■ **Written request**
Arrange the section that starts with the line containing "is: overcast sky" and ends with the line containing "[70,319,134,375]" into a Markdown table with the columns Row and Line, numbering each row and leaving out blank lines.

Items from a labeling collection

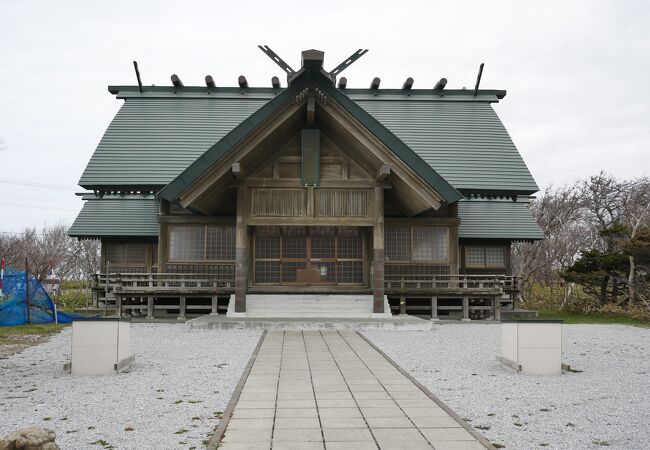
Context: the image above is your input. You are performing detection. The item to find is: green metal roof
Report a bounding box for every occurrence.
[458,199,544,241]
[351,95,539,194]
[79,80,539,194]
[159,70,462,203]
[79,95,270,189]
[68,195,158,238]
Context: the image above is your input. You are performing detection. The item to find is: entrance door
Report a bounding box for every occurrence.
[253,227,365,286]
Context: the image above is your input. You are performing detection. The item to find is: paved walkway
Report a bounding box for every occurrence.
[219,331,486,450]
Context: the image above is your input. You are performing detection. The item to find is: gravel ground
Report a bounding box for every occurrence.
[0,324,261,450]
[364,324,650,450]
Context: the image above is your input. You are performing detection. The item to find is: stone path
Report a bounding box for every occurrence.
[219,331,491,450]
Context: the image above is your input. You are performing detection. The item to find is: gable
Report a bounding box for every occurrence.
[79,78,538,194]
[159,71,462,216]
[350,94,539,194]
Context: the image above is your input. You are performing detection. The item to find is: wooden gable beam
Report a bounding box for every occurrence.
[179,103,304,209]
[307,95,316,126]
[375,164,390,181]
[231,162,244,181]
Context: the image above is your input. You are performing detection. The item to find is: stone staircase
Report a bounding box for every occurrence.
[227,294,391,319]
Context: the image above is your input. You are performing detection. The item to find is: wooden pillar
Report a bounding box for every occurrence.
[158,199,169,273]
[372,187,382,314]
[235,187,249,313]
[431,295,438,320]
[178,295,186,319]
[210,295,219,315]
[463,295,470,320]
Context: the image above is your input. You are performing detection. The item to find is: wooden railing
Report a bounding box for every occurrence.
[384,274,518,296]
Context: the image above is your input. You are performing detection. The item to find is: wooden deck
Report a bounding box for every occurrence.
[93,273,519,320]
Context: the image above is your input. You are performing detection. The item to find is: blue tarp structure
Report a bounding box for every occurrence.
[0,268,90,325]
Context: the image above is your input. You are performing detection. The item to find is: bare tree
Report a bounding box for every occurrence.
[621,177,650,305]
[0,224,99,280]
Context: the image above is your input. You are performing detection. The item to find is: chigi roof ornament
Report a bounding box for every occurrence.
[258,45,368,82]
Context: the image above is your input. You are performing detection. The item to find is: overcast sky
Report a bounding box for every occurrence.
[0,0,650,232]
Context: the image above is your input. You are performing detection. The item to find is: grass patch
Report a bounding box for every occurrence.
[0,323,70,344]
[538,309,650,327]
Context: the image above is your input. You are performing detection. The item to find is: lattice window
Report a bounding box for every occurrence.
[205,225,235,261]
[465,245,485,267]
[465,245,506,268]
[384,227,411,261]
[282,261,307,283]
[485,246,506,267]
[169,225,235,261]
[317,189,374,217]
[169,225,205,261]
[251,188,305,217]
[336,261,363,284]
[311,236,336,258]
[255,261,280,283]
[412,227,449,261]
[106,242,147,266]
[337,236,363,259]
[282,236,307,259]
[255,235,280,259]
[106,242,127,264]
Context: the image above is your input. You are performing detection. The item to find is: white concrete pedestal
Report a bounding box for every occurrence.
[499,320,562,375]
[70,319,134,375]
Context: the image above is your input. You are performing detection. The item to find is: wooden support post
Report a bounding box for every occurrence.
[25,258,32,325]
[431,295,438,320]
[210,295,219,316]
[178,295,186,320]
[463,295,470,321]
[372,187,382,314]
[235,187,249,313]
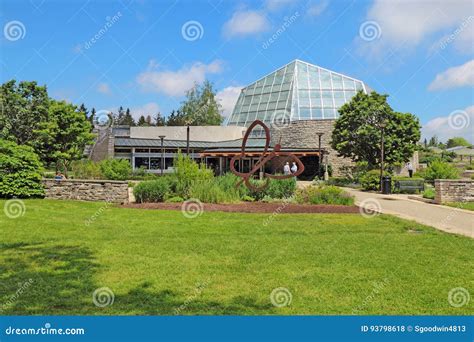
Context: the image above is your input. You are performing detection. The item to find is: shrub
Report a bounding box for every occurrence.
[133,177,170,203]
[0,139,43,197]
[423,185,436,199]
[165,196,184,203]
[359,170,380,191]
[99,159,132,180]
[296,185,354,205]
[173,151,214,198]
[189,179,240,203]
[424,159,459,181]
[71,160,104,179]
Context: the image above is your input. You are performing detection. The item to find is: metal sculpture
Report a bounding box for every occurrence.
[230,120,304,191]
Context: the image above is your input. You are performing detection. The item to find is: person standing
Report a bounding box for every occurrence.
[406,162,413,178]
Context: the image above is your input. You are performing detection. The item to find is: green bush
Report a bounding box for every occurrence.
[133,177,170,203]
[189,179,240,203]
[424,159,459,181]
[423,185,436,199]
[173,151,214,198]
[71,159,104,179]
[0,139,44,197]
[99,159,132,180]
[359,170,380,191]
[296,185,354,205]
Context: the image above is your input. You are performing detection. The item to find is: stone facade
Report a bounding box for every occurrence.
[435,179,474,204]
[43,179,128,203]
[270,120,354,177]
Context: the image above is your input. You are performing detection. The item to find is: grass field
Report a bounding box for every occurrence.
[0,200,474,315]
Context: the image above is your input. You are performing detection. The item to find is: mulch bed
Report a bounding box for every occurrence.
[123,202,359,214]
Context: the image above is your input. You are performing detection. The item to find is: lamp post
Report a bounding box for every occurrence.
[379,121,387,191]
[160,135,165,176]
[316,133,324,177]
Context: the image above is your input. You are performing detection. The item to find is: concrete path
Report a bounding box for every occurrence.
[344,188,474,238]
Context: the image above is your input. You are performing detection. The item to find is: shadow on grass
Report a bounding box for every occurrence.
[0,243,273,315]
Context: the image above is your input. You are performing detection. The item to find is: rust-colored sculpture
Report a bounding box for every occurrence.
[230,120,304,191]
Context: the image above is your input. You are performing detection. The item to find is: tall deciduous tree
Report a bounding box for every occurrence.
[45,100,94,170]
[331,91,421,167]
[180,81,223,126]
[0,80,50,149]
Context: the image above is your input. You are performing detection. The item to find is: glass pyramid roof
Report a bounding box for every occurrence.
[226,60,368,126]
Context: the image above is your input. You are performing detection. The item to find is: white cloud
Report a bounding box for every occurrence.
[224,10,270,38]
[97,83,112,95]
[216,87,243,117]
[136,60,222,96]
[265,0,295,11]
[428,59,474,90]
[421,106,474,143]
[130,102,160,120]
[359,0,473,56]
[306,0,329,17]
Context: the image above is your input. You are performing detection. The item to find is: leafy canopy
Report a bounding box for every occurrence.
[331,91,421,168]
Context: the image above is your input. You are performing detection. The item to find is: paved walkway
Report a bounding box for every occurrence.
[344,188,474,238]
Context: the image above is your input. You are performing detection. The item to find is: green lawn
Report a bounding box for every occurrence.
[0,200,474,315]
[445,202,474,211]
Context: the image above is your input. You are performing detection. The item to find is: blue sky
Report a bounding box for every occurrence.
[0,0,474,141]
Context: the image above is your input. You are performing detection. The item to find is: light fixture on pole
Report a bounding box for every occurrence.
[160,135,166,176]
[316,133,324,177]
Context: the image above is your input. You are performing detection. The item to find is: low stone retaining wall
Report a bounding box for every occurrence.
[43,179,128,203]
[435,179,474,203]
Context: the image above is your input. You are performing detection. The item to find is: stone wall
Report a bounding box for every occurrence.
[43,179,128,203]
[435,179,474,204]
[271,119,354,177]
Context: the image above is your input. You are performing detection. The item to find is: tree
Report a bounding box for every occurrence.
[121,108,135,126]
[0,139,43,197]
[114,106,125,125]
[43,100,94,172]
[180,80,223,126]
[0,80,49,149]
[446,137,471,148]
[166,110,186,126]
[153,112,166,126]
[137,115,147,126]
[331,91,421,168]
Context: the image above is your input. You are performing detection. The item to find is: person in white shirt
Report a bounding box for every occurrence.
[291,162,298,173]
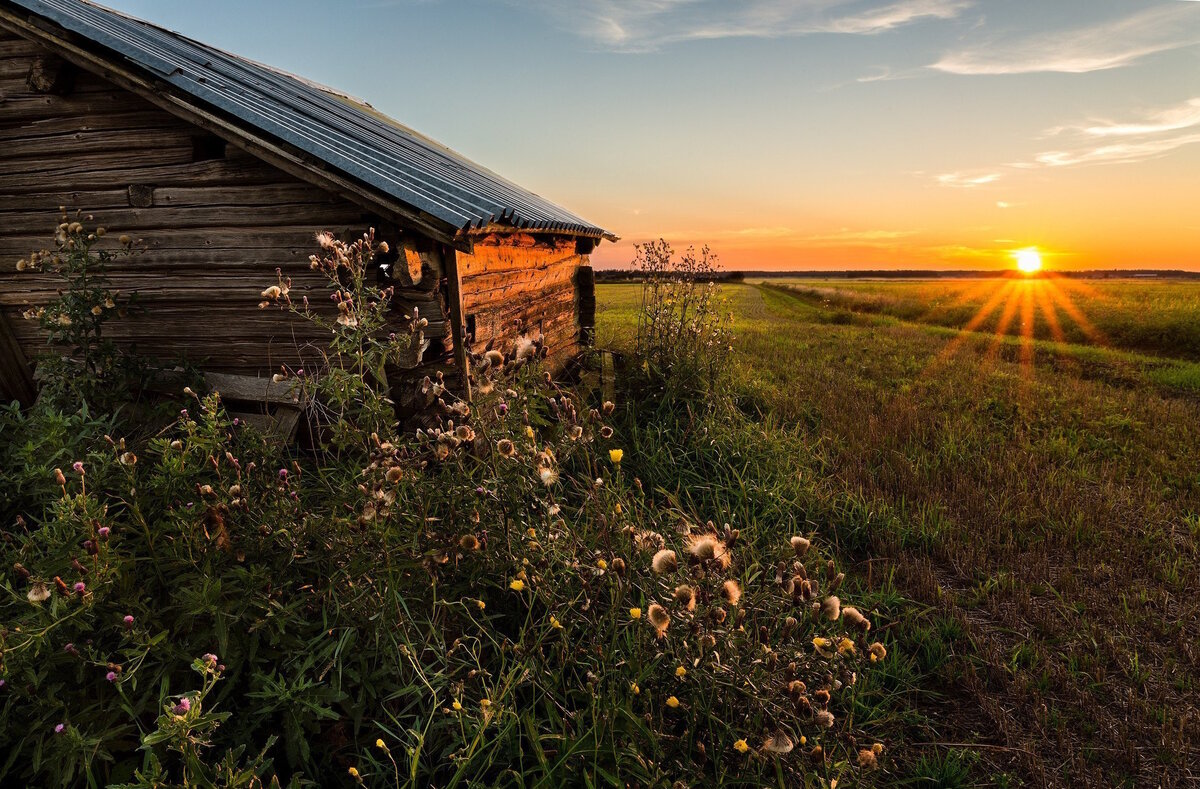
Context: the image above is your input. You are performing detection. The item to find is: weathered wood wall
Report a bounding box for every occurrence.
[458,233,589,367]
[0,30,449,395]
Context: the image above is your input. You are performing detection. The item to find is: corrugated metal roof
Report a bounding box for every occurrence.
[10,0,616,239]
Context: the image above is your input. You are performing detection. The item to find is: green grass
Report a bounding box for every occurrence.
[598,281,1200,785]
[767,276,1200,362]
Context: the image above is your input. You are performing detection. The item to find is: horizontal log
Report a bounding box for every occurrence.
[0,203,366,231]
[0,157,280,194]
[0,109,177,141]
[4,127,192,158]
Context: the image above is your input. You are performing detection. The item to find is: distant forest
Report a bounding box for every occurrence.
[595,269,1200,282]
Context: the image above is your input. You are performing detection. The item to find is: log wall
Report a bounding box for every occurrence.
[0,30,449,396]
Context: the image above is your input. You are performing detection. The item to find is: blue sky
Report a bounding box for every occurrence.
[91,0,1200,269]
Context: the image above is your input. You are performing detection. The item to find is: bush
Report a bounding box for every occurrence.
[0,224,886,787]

■ **Task solution**
| Row | Line |
|---|---|
| 1 | Context: the image above is your input. You are performing detection. The item to find is: overcast sky |
| 2 | Report a bounding box for every occurrence. |
| 3 | [0,0,650,232] |
| 4 | Context: the image above is your input. You are performing detection. The item to find is: grass patch |
| 5 | Report a bounding box for every occurrence. |
| 6 | [0,323,70,344] |
| 7 | [538,309,650,327] |
| 8 | Context: the image above is your input. You are performing detection. The item to find is: lattice window |
| 9 | Report a bounding box for every occurrence. |
| 10 | [205,225,235,261] |
| 11 | [465,245,485,267] |
| 12 | [465,245,506,268] |
| 13 | [384,227,411,261] |
| 14 | [282,261,307,283] |
| 15 | [485,246,506,267] |
| 16 | [169,225,235,261] |
| 17 | [317,189,374,217] |
| 18 | [169,225,205,261] |
| 19 | [251,188,305,217] |
| 20 | [336,261,363,284] |
| 21 | [311,236,336,258] |
| 22 | [255,261,280,283] |
| 23 | [412,227,449,261] |
| 24 | [106,242,147,266] |
| 25 | [337,236,363,259] |
| 26 | [282,236,307,259] |
| 27 | [255,235,280,259] |
| 28 | [106,242,127,264] |
| 29 | Context: the image above is your input. You are performing detection. The item to find is: white concrete pedestal |
| 30 | Report a bounding box for every occurrence. |
| 31 | [499,320,562,375] |
| 32 | [70,319,134,375] |